OPDRACHT >>
Vat het fragment over het hoger beroep samen in twee zinnen.

TEKSTFRAGMENT >>
··········
2.1. De Afdeling voegt daar nog aan toe dat [appellant] in zijn hogerberoepschrift niet de juiste uitleg geeft aan ‘de wettelijke kaders’, waarbinnen al gevestigde bedrijven volgens de Horecavisie Valkenswaard kunnen uitbreiden. Die wettelijke kaders omvatten niet alleen het bestemmingsplan, maar ook de wettelijke mogelijkheid om in afwijking van het bestemmingsplan een omgevingsvergunning te verlenen (artikel 2.12, eerste lid, aanhef en onderdeel a, van de Wet algemene bepalingen omgevingsrecht).
3. Het hoger beroep is ongegrond. De uitspraak van de rechtbank wordt bevestigd.
4. Het college hoeft geen proceskosten te vergoeden.
Schadevergoeding
5. [appellant] betoogt terecht dat de procedure niet binnen een redelijke termijn is afgerond. De redelijke termijn bij een procedure als deze is namelijk vier jaar. In dit geval is deze aangevangen op 27 mei 2019 met de ontvangst van het bezwaar tegen het besluit van 10 februari 2020 door de rechtbank. Vanaf die datum tot aan vandaag, de dag waarop de Afdeling haar uitspraak doet, zijn ruim vijf jaar en vier maanden verstreken. Dit betekent dat de redelijke termijn met een jaar en vier maanden is overschreden. Dit is aan de Afdeling toe te rekenen, omdat de behandeling van het hoger beroep drie jaar en vijf maanden heeft geduurd. De Staat der Nederlanden (de minister van Binnenlandse Zaken en Koninkrijksrelaties) moet daarom een schadevergoeding betalen van € 1500,00.
··········
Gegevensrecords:
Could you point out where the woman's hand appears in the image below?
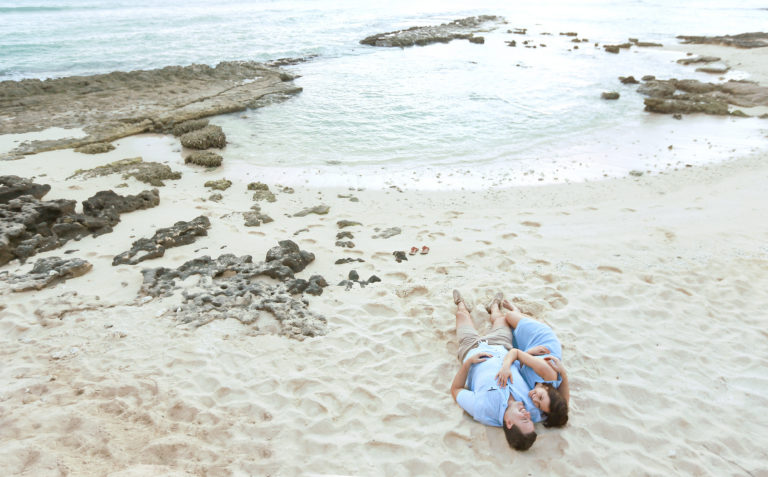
[526,345,549,356]
[544,356,567,376]
[465,353,493,365]
[496,366,512,388]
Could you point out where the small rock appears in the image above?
[336,220,363,229]
[75,142,115,154]
[371,227,402,238]
[293,204,331,217]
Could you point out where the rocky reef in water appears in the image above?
[141,240,328,340]
[637,78,768,115]
[0,61,301,159]
[0,176,160,265]
[360,15,504,48]
[677,32,768,48]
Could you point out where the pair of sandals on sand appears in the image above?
[408,245,429,255]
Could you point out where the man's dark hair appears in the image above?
[502,424,536,450]
[542,383,568,427]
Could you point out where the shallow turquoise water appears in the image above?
[0,0,768,187]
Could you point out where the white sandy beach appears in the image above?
[0,47,768,476]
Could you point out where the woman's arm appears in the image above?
[451,353,493,401]
[544,356,571,405]
[517,350,557,381]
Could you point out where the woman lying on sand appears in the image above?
[451,290,546,450]
[496,295,570,427]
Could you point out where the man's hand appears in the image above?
[496,366,512,388]
[526,345,549,356]
[465,353,493,365]
[544,356,567,376]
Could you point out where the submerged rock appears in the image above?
[0,61,301,157]
[0,176,51,204]
[360,15,504,48]
[677,32,768,48]
[8,257,93,292]
[75,142,115,154]
[181,125,227,149]
[67,157,181,187]
[184,151,222,167]
[248,182,277,202]
[140,240,328,340]
[171,119,208,137]
[112,215,211,266]
[677,55,720,65]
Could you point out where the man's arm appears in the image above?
[451,353,493,401]
[517,350,557,381]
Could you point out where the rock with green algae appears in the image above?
[248,182,277,202]
[184,151,222,167]
[204,179,232,190]
[67,157,181,187]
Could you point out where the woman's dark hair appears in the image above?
[542,383,568,427]
[502,424,536,450]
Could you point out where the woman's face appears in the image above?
[528,383,549,412]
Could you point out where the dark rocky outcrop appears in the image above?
[637,78,768,115]
[3,257,93,292]
[75,142,115,154]
[0,61,301,158]
[181,125,227,149]
[0,176,51,204]
[67,157,181,187]
[140,240,328,340]
[0,184,160,265]
[112,215,211,265]
[360,15,504,48]
[184,151,223,167]
[677,32,768,48]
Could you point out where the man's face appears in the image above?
[504,401,533,434]
[528,386,549,412]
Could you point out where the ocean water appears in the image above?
[0,0,768,188]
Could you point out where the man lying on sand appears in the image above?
[451,290,567,450]
[451,290,542,450]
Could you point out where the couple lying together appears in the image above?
[451,290,569,450]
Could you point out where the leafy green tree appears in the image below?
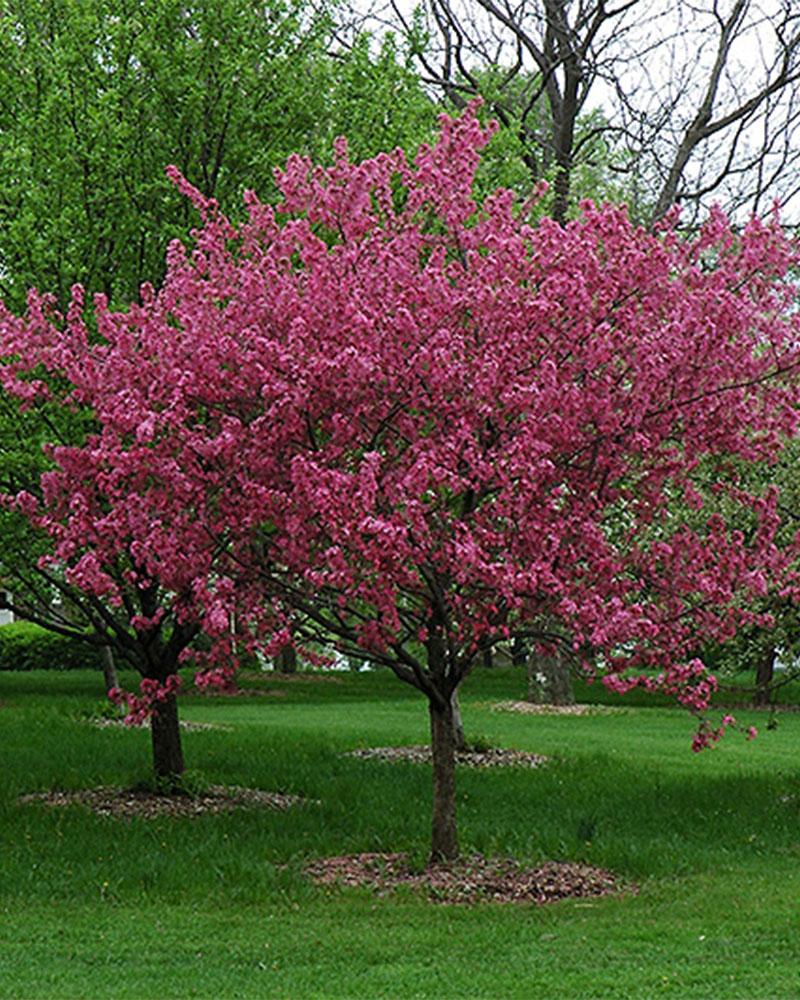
··········
ANTWOORD >>
Het hoger beroep is ongegrond, de uitspraak van de rechtbank wordt bevestigd en het college hoeft geen proceskosten te vergoeden. Omdat de redelijke termijn van vier jaar met een jaar en vier maanden is overschreden, wat aan de Afdeling is toe te rekenen, moet de Staat der Nederlanden een schadevergoeding van € 1500,00 betalen.